If a picture appears in the records below, drop it, and reproduce everything else exactly.
-- Study material follows --
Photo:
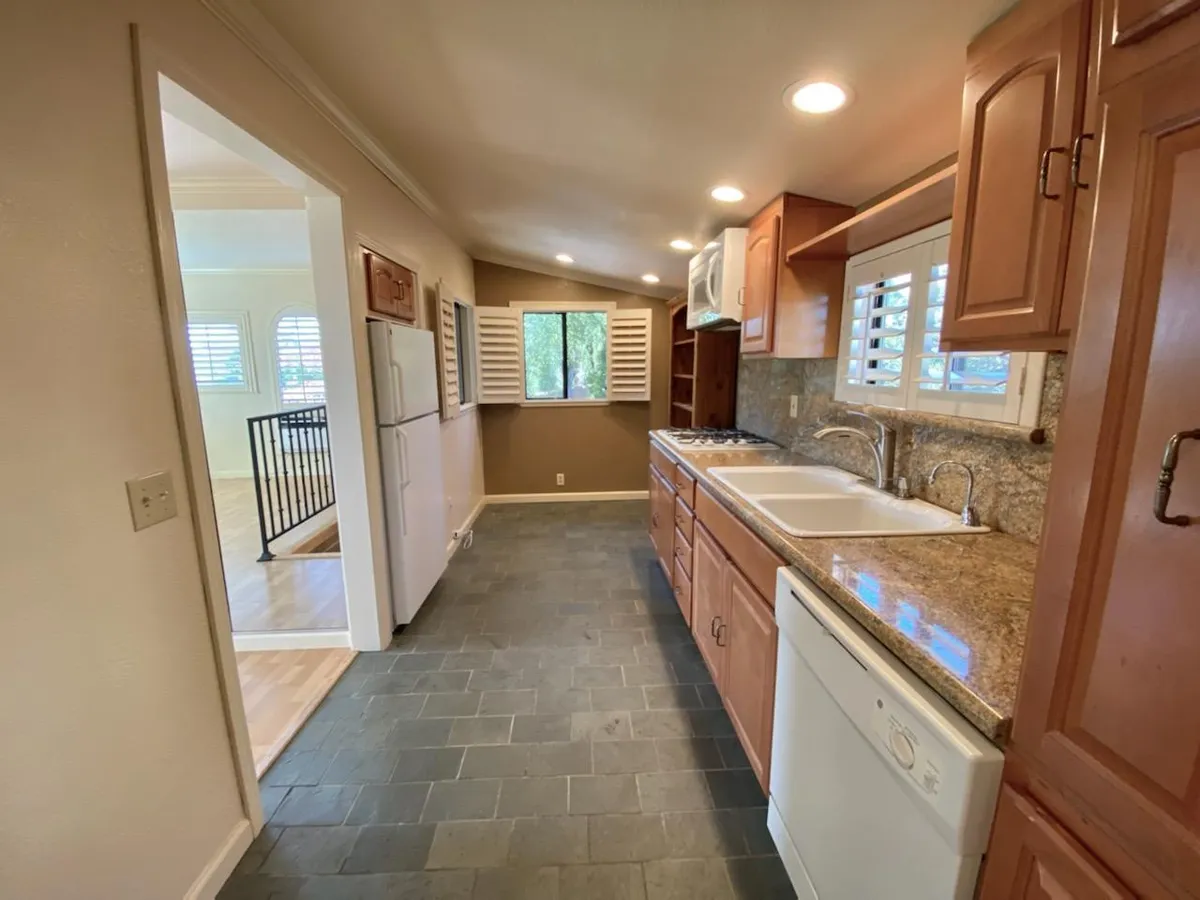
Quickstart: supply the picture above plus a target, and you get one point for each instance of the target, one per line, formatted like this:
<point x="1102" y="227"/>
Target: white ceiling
<point x="597" y="129"/>
<point x="192" y="154"/>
-- Study material concluded --
## Output
Photo:
Quickstart: supply the picture above plus a target, and you get one point for each instance of the target, one per line, formatted like this:
<point x="1102" y="227"/>
Target: white ceiling
<point x="597" y="129"/>
<point x="192" y="154"/>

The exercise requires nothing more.